→ **Required task**: Rewrite the lines below, beginning at the one that contains "the wooden fence." and stopping after the one that contains "[17,156,58,171]", with the requests kept unchanged and every box coordinate in the answers scaled by 2.05 and rounded to a whole number, halves up. Return only those lines.

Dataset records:
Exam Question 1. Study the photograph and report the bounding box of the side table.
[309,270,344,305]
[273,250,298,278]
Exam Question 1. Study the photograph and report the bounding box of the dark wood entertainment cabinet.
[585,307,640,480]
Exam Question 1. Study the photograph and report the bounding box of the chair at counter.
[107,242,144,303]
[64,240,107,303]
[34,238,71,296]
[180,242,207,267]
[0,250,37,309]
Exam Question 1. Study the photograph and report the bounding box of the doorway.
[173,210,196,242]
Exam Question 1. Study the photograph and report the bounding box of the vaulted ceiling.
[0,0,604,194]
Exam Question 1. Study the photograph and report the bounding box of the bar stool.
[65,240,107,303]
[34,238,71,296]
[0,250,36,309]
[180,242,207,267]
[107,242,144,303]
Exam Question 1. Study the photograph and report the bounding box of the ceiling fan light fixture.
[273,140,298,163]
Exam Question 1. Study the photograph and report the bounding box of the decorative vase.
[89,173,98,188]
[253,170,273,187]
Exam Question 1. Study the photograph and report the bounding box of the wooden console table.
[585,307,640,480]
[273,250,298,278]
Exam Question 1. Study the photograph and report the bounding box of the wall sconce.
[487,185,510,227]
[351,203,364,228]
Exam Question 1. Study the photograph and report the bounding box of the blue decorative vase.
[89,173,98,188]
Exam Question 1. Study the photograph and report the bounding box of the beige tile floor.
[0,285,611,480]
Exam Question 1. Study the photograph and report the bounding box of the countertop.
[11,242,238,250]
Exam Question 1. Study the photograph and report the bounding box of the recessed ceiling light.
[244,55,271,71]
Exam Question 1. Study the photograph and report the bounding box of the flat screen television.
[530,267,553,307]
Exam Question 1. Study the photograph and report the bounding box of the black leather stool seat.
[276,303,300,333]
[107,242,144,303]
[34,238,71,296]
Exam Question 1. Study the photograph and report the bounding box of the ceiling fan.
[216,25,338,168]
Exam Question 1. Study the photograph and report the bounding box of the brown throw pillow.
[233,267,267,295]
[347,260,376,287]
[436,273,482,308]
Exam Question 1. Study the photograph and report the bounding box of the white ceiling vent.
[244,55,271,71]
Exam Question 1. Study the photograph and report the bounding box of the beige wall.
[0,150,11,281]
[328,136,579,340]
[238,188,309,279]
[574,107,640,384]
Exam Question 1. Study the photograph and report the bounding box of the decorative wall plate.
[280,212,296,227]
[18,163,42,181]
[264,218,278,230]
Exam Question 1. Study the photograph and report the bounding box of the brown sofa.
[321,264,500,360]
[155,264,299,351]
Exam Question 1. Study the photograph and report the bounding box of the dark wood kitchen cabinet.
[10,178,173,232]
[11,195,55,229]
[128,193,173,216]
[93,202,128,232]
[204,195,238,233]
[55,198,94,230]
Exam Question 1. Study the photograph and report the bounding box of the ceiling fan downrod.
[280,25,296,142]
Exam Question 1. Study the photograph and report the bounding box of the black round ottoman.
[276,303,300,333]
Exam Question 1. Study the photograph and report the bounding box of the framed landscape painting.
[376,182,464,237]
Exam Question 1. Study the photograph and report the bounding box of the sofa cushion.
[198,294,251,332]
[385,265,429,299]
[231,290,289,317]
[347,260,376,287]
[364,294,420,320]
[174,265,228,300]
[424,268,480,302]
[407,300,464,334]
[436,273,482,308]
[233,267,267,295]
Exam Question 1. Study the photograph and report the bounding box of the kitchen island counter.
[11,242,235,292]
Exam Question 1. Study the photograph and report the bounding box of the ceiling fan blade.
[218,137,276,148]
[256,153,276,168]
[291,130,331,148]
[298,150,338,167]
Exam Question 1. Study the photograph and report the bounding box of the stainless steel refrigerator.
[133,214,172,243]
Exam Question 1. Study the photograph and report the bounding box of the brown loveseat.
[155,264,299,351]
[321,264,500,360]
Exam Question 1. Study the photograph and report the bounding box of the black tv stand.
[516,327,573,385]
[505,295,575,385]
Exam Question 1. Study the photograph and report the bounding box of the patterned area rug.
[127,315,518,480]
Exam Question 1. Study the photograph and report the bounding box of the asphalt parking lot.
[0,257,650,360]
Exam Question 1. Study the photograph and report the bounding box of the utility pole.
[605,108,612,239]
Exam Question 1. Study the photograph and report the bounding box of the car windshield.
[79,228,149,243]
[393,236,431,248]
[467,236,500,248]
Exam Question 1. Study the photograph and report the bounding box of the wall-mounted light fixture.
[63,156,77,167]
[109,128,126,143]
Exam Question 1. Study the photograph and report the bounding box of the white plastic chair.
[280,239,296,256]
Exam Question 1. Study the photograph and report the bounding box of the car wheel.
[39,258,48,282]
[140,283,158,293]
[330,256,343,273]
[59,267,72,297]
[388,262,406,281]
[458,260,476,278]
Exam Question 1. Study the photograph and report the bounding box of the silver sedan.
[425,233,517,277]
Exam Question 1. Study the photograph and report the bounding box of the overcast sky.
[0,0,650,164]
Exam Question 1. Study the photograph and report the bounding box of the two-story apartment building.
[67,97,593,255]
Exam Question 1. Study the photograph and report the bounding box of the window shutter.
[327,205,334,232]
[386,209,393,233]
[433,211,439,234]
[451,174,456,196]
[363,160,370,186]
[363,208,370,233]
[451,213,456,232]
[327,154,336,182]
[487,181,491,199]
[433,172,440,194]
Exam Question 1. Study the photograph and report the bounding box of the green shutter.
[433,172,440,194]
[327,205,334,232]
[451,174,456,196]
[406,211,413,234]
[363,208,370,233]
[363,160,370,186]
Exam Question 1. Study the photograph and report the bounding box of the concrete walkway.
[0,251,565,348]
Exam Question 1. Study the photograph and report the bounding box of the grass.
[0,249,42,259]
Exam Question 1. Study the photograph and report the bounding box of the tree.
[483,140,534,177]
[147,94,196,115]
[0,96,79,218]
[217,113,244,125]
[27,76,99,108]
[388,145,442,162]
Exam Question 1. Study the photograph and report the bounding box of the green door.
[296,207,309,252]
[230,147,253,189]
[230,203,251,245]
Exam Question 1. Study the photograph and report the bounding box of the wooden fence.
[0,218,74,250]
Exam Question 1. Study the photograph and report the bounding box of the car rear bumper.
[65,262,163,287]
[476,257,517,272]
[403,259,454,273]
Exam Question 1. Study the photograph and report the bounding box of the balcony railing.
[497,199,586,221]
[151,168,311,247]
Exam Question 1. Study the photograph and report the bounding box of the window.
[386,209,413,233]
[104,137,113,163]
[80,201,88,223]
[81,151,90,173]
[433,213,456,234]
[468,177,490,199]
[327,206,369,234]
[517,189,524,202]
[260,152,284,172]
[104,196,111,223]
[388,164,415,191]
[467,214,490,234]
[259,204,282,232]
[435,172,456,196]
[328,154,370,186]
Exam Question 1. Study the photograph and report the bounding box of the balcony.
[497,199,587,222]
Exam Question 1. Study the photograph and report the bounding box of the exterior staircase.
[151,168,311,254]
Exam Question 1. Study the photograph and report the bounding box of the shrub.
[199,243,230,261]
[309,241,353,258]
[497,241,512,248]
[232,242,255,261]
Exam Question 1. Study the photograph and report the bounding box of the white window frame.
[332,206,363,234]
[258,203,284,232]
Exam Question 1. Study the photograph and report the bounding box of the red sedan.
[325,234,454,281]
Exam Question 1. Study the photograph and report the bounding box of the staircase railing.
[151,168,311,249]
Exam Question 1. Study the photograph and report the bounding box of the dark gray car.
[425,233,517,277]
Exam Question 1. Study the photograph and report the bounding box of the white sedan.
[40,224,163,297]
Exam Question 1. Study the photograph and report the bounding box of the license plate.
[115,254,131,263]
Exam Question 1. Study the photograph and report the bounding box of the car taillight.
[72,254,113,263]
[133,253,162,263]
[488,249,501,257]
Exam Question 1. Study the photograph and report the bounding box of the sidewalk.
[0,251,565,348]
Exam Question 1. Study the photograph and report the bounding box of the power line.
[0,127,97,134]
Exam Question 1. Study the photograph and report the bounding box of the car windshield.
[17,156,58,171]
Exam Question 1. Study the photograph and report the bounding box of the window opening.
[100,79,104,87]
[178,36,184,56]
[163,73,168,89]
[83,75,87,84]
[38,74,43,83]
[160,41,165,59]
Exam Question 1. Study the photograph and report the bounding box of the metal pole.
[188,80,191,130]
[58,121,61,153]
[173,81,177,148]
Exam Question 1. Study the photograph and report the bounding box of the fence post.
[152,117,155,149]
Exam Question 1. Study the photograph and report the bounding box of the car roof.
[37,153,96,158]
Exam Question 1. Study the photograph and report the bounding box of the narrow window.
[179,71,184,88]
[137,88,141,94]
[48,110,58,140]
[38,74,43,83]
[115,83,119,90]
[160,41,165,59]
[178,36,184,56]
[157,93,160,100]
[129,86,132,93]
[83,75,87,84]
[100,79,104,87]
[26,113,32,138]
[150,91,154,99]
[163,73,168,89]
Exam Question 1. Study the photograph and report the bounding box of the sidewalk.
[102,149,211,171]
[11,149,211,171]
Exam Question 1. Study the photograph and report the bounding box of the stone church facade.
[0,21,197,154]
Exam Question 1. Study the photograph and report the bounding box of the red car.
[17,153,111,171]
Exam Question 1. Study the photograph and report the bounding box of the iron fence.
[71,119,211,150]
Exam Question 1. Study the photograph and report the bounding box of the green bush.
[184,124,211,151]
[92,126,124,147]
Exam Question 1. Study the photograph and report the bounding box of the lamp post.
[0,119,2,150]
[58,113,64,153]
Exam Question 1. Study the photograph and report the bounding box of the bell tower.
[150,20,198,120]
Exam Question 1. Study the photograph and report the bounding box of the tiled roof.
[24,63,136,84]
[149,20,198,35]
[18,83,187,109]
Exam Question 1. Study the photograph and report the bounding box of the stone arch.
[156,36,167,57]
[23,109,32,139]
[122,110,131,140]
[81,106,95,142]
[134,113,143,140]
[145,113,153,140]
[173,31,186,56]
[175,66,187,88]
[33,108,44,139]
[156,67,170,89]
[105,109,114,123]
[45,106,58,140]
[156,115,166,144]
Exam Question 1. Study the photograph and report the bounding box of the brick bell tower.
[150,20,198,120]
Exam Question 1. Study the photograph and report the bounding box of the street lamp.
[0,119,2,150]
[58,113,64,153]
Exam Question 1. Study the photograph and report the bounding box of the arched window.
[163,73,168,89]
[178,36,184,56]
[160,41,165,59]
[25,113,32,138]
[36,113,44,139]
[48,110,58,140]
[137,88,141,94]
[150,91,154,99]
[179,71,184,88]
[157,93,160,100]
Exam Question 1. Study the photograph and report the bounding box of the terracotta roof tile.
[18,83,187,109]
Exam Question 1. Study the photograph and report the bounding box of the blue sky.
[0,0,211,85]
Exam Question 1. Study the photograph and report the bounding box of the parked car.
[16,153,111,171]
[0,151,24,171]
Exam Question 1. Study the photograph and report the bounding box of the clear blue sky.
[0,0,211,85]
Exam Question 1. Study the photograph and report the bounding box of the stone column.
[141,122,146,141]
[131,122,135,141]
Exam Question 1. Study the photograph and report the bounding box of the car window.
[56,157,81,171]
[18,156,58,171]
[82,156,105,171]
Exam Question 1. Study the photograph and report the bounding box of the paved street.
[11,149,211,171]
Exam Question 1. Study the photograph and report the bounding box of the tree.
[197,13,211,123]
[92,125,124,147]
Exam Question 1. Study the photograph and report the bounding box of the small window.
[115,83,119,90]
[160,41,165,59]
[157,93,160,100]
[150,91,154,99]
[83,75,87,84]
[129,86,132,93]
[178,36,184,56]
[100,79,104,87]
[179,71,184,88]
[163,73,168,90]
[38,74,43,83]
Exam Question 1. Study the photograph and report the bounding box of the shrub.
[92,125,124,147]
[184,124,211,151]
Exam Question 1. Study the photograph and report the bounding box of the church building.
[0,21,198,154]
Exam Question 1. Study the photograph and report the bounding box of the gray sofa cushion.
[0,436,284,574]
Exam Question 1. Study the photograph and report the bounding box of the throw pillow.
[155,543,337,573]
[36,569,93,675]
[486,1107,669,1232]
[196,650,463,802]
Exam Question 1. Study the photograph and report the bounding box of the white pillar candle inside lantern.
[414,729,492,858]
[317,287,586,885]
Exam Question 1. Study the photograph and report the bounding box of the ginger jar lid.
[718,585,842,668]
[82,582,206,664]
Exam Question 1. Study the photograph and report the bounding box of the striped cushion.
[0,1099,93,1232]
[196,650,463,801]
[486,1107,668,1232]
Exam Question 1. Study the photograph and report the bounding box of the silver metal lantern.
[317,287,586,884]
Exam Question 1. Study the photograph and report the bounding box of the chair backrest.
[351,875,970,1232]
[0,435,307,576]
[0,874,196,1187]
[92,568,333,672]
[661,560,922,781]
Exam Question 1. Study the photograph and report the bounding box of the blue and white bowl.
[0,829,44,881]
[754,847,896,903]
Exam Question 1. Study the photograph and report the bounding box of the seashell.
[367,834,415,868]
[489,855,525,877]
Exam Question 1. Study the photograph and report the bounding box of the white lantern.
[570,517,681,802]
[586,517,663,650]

→ **Task answer**:
Exam Question 1. Study the photograph and report the bounding box of the wooden fence.
[0,447,152,513]
Exam Question 1. Study the photograph and report the bounding box of the car rear bumper.
[133,537,334,588]
[976,527,1060,558]
[826,531,931,560]
Exam Question 1. Study the photograph and report the bounding box of the balcony railing.
[1019,408,1201,453]
[310,344,638,506]
Exam Question 1. Study the photograph and report the bounding box of the window.
[791,428,847,478]
[213,281,232,334]
[164,412,180,457]
[166,310,185,355]
[888,437,935,480]
[959,363,1005,408]
[670,422,756,480]
[1060,387,1074,414]
[533,312,582,353]
[213,402,228,457]
[795,336,851,392]
[957,439,1005,480]
[531,418,578,476]
[892,353,935,402]
[672,316,759,381]
Exam Question 1. Study the photograph and report the bounding box of the balcony.
[1019,408,1203,455]
Exam Question 1. Study the photograph and report the bounding box of the exterior staircase.
[310,344,638,521]
Exam Question 1. Study the photograph and report the bounding box of the shrub.
[408,498,472,535]
[633,494,724,529]
[1019,494,1050,508]
[476,496,523,535]
Exam Question 1. Study the photograph and report the bounding box of the white window frame.
[681,422,744,480]
[529,416,582,476]
Exam Question 1. Study the photograph and report the bounding box of the red sedan.
[666,480,931,576]
Exam Question 1. Study the photograph and report the bounding box of the staircase railing.
[310,344,638,510]
Exam Question 1. Study the photograph and report the bounding box of the dark gray car.
[871,478,1060,568]
Exam Question 1. Study the photograph and report the bounding box of the white sedan.
[82,459,334,609]
Exam Question 1. Study the photograph and report the bounding box of the license plate.
[236,521,269,539]
Exam Question 1. Study the photograph and report the bounding box of the car taillight.
[148,521,232,539]
[273,519,332,539]
[1000,510,1027,527]
Exam Question 1. Study the photograph and report the bounding box of the sidewalk.
[0,515,1158,713]
Exam Question 1. Study the photograph and report the bounding box of the power line.
[0,260,199,275]
Exam Question 1. Study the photograph and report the bounding box of the car windshield.
[35,320,119,351]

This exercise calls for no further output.